Task instructions:
For this exercise, transcribe all of the records exactly as given.

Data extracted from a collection
-- -- --

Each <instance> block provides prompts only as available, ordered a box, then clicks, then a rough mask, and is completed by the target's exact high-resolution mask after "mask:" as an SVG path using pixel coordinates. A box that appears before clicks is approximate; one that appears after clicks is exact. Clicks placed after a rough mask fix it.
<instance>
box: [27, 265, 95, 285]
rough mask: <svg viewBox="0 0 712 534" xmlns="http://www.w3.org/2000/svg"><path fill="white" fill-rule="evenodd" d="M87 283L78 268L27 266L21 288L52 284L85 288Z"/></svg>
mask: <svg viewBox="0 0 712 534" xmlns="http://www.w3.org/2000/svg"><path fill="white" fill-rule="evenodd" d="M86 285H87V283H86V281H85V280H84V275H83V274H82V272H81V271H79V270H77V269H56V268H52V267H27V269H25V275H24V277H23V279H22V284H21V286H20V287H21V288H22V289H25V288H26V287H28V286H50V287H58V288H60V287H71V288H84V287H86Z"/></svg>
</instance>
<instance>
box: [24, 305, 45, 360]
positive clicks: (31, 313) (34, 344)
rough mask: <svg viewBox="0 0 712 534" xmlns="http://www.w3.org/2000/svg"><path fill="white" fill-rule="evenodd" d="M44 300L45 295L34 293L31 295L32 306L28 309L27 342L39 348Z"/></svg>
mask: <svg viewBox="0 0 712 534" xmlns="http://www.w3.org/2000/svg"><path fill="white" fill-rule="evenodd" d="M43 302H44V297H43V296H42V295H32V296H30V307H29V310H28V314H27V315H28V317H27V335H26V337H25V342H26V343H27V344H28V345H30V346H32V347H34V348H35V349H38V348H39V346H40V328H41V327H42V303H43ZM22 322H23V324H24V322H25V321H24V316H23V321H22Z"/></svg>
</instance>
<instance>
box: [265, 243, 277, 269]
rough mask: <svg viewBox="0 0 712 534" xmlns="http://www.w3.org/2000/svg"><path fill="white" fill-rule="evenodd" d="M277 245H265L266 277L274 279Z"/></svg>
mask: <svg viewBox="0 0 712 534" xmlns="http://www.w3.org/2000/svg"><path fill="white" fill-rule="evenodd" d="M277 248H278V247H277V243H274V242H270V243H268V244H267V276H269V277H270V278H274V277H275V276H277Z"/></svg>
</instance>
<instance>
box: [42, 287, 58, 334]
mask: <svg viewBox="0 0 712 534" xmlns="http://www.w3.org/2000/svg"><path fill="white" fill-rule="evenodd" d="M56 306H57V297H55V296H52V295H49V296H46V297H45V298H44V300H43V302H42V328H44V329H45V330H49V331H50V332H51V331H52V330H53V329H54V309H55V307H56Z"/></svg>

-- -- --

Solution to this problem:
Each <instance> block provides prompts only as available, ordered a box, then clicks, then a rough mask, and is completed by the target's exact high-resolution mask after "mask:" as an SVG path using pixel coordinates. A box that appears before clicks is approximate; one that appears after clicks is exact. Clicks placed after a rough mask fix it.
<instance>
box: [27, 265, 95, 285]
rough mask: <svg viewBox="0 0 712 534" xmlns="http://www.w3.org/2000/svg"><path fill="white" fill-rule="evenodd" d="M87 283L78 268L27 266L21 288L52 284L85 288Z"/></svg>
mask: <svg viewBox="0 0 712 534" xmlns="http://www.w3.org/2000/svg"><path fill="white" fill-rule="evenodd" d="M86 285H87V283H86V281H85V280H84V275H83V274H82V272H81V271H79V270H77V269H56V268H52V267H27V269H25V275H24V277H23V279H22V284H21V286H20V287H21V288H22V289H25V288H26V287H28V286H50V287H58V288H60V287H71V288H84V287H86Z"/></svg>
</instance>
<instance>
box: [24, 305, 45, 360]
positive clicks: (31, 313) (34, 344)
rough mask: <svg viewBox="0 0 712 534" xmlns="http://www.w3.org/2000/svg"><path fill="white" fill-rule="evenodd" d="M44 300L45 295L34 293L31 295L32 306L28 309L27 342L39 348Z"/></svg>
mask: <svg viewBox="0 0 712 534" xmlns="http://www.w3.org/2000/svg"><path fill="white" fill-rule="evenodd" d="M43 302H44V297H43V296H42V295H32V296H30V307H29V310H28V314H27V315H28V317H27V335H26V337H25V342H26V343H27V344H28V345H30V346H32V347H34V348H35V349H38V348H39V346H40V328H41V327H42V303H43ZM22 322H23V324H24V322H25V321H24V316H23V321H22Z"/></svg>
</instance>
<instance>
box: [265, 243, 277, 269]
rough mask: <svg viewBox="0 0 712 534" xmlns="http://www.w3.org/2000/svg"><path fill="white" fill-rule="evenodd" d="M277 245H265L266 277L274 279Z"/></svg>
mask: <svg viewBox="0 0 712 534" xmlns="http://www.w3.org/2000/svg"><path fill="white" fill-rule="evenodd" d="M277 248H278V247H277V243H274V242H270V243H268V244H267V276H269V277H270V278H274V277H275V276H277Z"/></svg>
</instance>
<instance>
box: [42, 287, 58, 334]
mask: <svg viewBox="0 0 712 534" xmlns="http://www.w3.org/2000/svg"><path fill="white" fill-rule="evenodd" d="M56 306H57V297H55V296H52V295H49V296H46V297H45V298H44V300H43V302H42V328H44V329H45V330H49V331H50V332H51V331H52V330H53V329H54V309H55V307H56Z"/></svg>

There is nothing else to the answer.